### About this task
Without including any pictures, write out the data below exactly.

[Collected data]
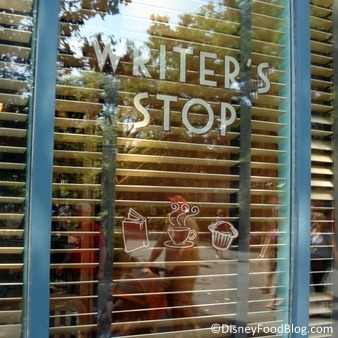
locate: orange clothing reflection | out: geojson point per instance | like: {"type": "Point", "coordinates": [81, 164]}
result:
{"type": "Point", "coordinates": [181, 265]}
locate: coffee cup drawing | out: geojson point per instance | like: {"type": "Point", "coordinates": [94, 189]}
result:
{"type": "Point", "coordinates": [181, 235]}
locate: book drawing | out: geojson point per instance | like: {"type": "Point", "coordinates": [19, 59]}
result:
{"type": "Point", "coordinates": [134, 229]}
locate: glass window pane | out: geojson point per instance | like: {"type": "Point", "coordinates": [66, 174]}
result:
{"type": "Point", "coordinates": [170, 167]}
{"type": "Point", "coordinates": [15, 63]}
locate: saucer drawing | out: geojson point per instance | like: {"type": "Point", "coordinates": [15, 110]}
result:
{"type": "Point", "coordinates": [171, 244]}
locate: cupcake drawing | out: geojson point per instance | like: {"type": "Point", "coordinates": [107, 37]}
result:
{"type": "Point", "coordinates": [222, 234]}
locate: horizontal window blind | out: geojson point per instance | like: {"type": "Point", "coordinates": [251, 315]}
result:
{"type": "Point", "coordinates": [15, 50]}
{"type": "Point", "coordinates": [95, 137]}
{"type": "Point", "coordinates": [322, 221]}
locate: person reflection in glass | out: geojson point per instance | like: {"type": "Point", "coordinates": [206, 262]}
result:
{"type": "Point", "coordinates": [321, 252]}
{"type": "Point", "coordinates": [83, 240]}
{"type": "Point", "coordinates": [181, 261]}
{"type": "Point", "coordinates": [268, 254]}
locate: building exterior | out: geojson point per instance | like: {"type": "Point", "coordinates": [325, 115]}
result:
{"type": "Point", "coordinates": [167, 168]}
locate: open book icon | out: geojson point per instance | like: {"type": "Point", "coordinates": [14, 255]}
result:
{"type": "Point", "coordinates": [134, 229]}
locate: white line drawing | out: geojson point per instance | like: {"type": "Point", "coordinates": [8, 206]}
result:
{"type": "Point", "coordinates": [222, 233]}
{"type": "Point", "coordinates": [181, 236]}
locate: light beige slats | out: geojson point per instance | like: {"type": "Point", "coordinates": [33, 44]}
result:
{"type": "Point", "coordinates": [322, 152]}
{"type": "Point", "coordinates": [17, 5]}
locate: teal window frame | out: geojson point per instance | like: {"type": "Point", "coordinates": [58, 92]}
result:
{"type": "Point", "coordinates": [40, 168]}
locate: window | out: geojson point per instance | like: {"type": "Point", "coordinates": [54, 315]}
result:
{"type": "Point", "coordinates": [322, 222]}
{"type": "Point", "coordinates": [187, 99]}
{"type": "Point", "coordinates": [15, 83]}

### Reply
locate: orange clothing reflection | out: geojson point per instance | like: {"type": "Point", "coordinates": [81, 164]}
result:
{"type": "Point", "coordinates": [181, 265]}
locate: coffee cup drawing | out: geojson point per instance | like: {"type": "Point", "coordinates": [94, 189]}
result:
{"type": "Point", "coordinates": [181, 235]}
locate: book drawing | out: geojson point per instance | like: {"type": "Point", "coordinates": [19, 59]}
result:
{"type": "Point", "coordinates": [134, 229]}
locate: glass window pane | out: geojson point per instance | like: {"type": "Point", "coordinates": [66, 174]}
result:
{"type": "Point", "coordinates": [170, 167]}
{"type": "Point", "coordinates": [15, 63]}
locate: saucer drawing | out: geojson point per instance | like: {"type": "Point", "coordinates": [15, 110]}
result:
{"type": "Point", "coordinates": [171, 244]}
locate: cupcake drawing | out: geojson point per instance | like: {"type": "Point", "coordinates": [107, 37]}
result:
{"type": "Point", "coordinates": [222, 234]}
locate: horizontal window blind | out: geojson point per instance | like: {"type": "Point", "coordinates": [251, 315]}
result:
{"type": "Point", "coordinates": [15, 50]}
{"type": "Point", "coordinates": [95, 137]}
{"type": "Point", "coordinates": [322, 221]}
locate: person reflection in glass | out: geojson point per instance | like: {"type": "Point", "coordinates": [206, 262]}
result:
{"type": "Point", "coordinates": [321, 252]}
{"type": "Point", "coordinates": [83, 240]}
{"type": "Point", "coordinates": [181, 261]}
{"type": "Point", "coordinates": [268, 254]}
locate: building exterior | out: geojson point per instance | like: {"type": "Point", "coordinates": [325, 115]}
result:
{"type": "Point", "coordinates": [167, 168]}
locate: open book icon | out: geojson point per instance | like: {"type": "Point", "coordinates": [14, 255]}
result:
{"type": "Point", "coordinates": [134, 229]}
locate: white line drawing | out: geojson point per instance | like: {"type": "Point", "coordinates": [8, 206]}
result:
{"type": "Point", "coordinates": [222, 233]}
{"type": "Point", "coordinates": [181, 236]}
locate: light beige slats | out: geojson point per instance | like: {"type": "Point", "coordinates": [33, 44]}
result:
{"type": "Point", "coordinates": [322, 152]}
{"type": "Point", "coordinates": [17, 5]}
locate: teal window frame | out: geojson point per instance | like: {"type": "Point", "coordinates": [58, 92]}
result:
{"type": "Point", "coordinates": [40, 168]}
locate: window | out: geojson point per instance | like: {"type": "Point", "coordinates": [54, 315]}
result:
{"type": "Point", "coordinates": [322, 222]}
{"type": "Point", "coordinates": [187, 99]}
{"type": "Point", "coordinates": [15, 83]}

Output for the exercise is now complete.